◆ **Goal**
Gather every line among the items below that contains the word "gray" and copy each one out in full.

◆ **Information given**

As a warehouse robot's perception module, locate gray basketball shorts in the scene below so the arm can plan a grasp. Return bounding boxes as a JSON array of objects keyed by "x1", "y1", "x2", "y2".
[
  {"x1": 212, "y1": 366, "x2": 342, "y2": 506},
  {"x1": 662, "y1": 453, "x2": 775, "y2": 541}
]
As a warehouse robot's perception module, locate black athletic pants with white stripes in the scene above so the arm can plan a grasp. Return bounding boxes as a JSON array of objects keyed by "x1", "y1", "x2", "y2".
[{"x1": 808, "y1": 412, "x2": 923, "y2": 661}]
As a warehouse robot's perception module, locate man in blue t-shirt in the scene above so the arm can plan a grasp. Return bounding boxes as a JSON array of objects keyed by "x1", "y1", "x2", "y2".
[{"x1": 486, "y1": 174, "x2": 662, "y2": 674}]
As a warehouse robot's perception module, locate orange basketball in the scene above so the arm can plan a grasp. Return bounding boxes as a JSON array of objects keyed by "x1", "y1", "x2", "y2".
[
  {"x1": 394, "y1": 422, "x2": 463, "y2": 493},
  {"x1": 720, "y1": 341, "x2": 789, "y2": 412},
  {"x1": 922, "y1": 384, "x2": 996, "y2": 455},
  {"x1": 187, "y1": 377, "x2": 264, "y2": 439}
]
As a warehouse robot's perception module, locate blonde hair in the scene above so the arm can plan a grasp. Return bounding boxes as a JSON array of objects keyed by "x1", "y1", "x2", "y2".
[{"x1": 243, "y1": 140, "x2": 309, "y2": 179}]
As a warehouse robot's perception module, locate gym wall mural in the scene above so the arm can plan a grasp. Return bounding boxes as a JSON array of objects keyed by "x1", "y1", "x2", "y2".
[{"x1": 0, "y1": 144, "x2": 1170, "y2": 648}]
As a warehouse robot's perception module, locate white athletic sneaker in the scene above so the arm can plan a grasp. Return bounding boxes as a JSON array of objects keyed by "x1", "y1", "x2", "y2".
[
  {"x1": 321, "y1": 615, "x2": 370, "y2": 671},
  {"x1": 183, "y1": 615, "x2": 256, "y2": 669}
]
==
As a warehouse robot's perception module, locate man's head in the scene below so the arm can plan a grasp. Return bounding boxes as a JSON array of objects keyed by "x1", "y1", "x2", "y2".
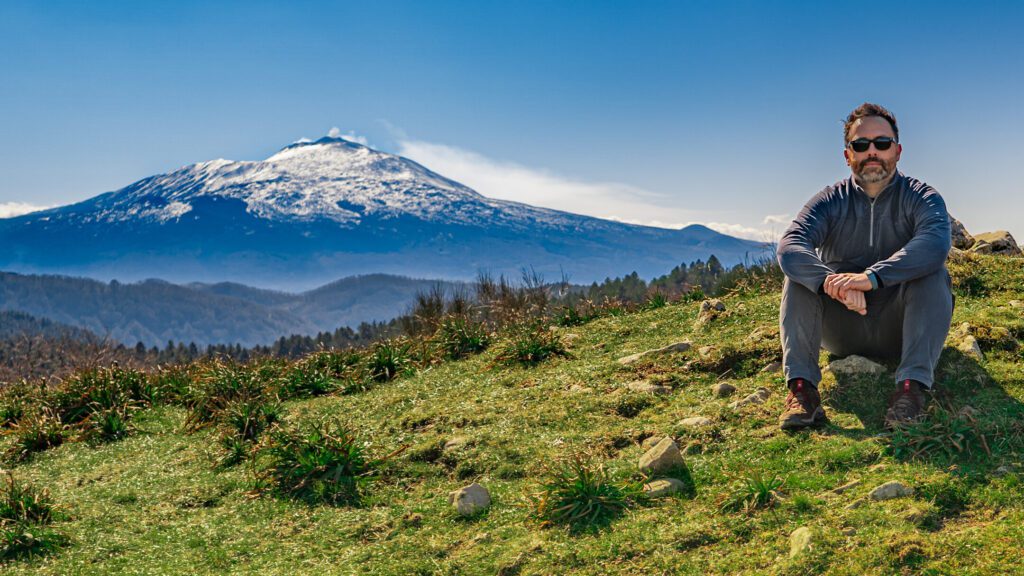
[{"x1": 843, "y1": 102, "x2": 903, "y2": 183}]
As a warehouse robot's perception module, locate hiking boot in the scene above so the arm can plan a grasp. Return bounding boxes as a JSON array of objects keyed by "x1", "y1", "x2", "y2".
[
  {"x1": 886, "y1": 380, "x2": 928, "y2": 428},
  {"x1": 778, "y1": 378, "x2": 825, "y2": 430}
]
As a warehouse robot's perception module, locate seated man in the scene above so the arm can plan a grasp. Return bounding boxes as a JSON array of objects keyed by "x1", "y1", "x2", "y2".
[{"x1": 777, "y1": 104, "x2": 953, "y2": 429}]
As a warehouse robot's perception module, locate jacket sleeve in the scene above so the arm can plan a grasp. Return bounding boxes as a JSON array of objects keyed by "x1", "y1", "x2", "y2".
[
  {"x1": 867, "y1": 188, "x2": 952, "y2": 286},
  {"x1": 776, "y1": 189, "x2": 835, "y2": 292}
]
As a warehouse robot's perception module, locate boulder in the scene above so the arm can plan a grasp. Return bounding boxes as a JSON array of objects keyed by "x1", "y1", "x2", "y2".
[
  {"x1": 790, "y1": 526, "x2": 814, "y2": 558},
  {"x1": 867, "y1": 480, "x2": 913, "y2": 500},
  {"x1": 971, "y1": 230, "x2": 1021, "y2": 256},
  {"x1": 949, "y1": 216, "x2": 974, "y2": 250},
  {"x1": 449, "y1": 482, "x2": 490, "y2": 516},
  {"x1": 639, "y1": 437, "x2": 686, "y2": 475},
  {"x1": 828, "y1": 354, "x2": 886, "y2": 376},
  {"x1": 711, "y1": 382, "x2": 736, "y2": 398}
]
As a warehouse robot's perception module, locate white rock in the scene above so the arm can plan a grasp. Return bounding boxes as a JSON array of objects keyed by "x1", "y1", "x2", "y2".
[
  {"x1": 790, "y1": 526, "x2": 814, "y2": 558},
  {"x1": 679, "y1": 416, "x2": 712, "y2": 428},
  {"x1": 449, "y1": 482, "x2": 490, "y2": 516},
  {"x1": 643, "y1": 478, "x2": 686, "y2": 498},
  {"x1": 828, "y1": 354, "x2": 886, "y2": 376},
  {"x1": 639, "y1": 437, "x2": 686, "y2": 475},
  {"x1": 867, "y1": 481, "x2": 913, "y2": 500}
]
==
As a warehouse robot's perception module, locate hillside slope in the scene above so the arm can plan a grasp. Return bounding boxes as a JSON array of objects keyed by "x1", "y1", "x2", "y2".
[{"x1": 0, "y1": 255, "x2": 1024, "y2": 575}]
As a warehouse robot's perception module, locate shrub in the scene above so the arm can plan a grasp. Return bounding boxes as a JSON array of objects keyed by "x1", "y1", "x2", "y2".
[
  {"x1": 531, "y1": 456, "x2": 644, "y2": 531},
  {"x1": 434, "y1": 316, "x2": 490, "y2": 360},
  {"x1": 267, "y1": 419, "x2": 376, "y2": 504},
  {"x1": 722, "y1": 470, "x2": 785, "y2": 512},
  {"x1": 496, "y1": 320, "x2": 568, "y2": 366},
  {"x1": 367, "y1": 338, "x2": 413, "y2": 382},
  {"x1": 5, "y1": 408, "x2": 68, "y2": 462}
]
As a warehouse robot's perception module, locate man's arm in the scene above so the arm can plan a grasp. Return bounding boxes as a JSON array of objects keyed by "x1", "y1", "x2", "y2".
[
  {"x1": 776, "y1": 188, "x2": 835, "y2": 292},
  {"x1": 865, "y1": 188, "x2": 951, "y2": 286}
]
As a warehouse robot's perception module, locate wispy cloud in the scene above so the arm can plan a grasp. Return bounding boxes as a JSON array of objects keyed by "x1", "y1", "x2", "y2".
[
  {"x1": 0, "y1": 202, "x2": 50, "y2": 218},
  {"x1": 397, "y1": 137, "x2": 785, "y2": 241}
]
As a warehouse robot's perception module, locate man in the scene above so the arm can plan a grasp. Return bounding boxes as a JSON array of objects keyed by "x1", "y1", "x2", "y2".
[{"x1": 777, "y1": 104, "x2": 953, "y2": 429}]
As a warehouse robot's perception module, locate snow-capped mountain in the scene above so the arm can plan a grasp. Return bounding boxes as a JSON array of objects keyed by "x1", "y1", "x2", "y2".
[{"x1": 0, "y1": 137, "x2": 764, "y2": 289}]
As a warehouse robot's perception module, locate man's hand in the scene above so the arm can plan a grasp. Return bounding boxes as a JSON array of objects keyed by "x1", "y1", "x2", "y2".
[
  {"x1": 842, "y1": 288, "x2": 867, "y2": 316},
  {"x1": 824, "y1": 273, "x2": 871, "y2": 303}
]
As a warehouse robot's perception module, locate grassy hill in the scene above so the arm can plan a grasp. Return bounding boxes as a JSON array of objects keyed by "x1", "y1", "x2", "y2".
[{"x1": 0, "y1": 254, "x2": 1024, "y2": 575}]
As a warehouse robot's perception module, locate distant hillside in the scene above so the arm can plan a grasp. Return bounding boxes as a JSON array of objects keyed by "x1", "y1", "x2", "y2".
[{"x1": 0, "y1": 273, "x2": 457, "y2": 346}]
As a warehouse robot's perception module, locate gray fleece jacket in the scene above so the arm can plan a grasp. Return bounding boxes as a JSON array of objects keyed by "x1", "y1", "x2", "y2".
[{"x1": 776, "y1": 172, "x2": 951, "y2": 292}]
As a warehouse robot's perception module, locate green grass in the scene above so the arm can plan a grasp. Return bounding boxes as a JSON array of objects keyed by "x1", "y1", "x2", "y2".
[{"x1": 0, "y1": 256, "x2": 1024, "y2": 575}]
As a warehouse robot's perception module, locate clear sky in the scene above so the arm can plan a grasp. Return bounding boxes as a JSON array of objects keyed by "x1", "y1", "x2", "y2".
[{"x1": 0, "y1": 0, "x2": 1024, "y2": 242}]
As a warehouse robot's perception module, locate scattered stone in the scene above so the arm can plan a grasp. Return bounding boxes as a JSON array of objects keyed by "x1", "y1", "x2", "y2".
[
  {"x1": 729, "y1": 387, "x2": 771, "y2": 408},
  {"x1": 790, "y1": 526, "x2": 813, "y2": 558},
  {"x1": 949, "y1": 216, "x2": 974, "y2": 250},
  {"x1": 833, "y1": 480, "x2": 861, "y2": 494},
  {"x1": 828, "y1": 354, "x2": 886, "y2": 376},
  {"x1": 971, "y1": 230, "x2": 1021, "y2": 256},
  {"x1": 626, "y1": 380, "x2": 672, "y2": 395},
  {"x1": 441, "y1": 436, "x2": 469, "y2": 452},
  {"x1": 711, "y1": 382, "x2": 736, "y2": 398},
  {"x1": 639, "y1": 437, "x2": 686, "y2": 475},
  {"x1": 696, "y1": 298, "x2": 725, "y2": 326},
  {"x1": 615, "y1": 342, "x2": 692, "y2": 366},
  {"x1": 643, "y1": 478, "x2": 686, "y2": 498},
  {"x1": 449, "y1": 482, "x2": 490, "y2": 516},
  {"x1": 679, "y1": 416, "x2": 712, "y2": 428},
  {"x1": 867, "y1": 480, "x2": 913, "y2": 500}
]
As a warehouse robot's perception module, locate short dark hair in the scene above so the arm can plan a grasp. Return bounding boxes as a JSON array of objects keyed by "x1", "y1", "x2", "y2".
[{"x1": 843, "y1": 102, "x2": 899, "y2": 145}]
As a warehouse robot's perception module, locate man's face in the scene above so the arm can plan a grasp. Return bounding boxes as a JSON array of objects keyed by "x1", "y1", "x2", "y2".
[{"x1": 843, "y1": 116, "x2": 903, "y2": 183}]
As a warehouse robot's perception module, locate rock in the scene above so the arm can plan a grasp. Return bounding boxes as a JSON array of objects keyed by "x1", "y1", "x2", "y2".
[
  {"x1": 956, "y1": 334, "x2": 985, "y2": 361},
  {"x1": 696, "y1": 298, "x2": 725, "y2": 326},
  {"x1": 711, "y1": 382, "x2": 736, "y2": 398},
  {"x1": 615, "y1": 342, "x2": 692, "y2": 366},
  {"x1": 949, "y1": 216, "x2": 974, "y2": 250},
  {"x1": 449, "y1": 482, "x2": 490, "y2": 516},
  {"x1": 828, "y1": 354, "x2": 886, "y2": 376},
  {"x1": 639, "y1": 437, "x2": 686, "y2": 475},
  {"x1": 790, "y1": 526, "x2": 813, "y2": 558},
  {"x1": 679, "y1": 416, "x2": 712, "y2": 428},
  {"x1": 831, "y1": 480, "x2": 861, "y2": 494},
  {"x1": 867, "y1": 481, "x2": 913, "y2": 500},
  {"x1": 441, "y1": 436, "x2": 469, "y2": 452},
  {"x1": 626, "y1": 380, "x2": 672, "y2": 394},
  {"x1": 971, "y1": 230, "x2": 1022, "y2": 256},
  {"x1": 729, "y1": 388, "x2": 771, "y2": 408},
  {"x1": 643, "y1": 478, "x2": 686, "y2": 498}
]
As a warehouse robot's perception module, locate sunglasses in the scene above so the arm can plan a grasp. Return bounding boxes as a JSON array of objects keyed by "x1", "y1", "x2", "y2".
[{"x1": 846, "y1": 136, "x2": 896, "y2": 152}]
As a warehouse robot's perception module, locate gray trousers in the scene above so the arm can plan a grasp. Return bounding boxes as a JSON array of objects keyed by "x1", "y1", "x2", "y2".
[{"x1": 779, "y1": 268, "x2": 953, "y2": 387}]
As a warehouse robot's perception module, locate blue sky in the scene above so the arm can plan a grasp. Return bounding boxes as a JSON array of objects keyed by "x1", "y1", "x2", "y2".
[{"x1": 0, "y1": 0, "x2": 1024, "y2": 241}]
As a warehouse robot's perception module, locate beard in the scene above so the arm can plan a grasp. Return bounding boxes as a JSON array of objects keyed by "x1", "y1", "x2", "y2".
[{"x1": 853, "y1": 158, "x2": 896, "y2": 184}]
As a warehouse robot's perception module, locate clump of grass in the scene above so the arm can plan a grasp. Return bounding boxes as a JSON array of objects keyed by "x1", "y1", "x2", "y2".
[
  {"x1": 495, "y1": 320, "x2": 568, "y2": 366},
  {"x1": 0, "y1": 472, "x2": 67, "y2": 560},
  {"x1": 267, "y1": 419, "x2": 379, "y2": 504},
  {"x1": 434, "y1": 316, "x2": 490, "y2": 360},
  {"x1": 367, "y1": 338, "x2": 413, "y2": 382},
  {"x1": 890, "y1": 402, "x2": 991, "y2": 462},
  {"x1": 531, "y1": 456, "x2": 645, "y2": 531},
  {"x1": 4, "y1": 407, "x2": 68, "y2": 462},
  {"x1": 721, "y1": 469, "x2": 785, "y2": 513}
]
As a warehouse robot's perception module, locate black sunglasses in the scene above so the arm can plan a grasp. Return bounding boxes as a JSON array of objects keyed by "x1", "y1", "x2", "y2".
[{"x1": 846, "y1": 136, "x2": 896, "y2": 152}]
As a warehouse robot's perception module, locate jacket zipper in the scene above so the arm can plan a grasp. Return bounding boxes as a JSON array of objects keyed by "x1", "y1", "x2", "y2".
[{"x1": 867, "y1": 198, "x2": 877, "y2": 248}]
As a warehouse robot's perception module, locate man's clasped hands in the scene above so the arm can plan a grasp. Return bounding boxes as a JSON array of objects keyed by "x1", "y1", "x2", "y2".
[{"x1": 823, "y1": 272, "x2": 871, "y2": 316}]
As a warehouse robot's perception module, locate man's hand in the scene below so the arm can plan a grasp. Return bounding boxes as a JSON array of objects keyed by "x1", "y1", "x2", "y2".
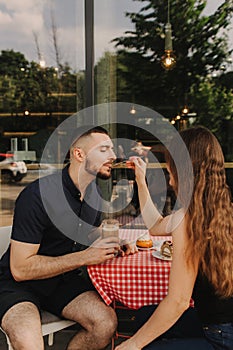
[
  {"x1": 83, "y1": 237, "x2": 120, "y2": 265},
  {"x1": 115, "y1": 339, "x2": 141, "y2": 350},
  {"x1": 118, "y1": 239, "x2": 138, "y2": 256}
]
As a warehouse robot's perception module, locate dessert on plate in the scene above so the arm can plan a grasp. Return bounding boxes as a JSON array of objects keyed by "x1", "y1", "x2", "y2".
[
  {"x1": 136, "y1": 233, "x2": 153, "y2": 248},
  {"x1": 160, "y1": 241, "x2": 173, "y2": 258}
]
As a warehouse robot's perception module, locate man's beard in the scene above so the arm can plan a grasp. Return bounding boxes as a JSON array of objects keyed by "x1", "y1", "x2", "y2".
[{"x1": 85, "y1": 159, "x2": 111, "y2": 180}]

◆ **Exercise response**
As a warehouse robot's perception module, locate gray basketball shorts in the scene below so the arm can plan a grasp. Return bounding boxes as a JSON array of objects keyed by "x1", "y1", "x2", "y2".
As a warehouse robot's perception module, locate gray fleece jacket in the scene above so the arm can plan a grasp. Return bounding boxes as a JSON array of objects keyed by "x1", "y1", "x2", "y2".
As a warehouse robot's perception module, locate gray trousers in the scene above so the arm can plan a grasp. Return bounding boxes as a JSON array of objects keyed by "x1", "y1", "x2", "y2".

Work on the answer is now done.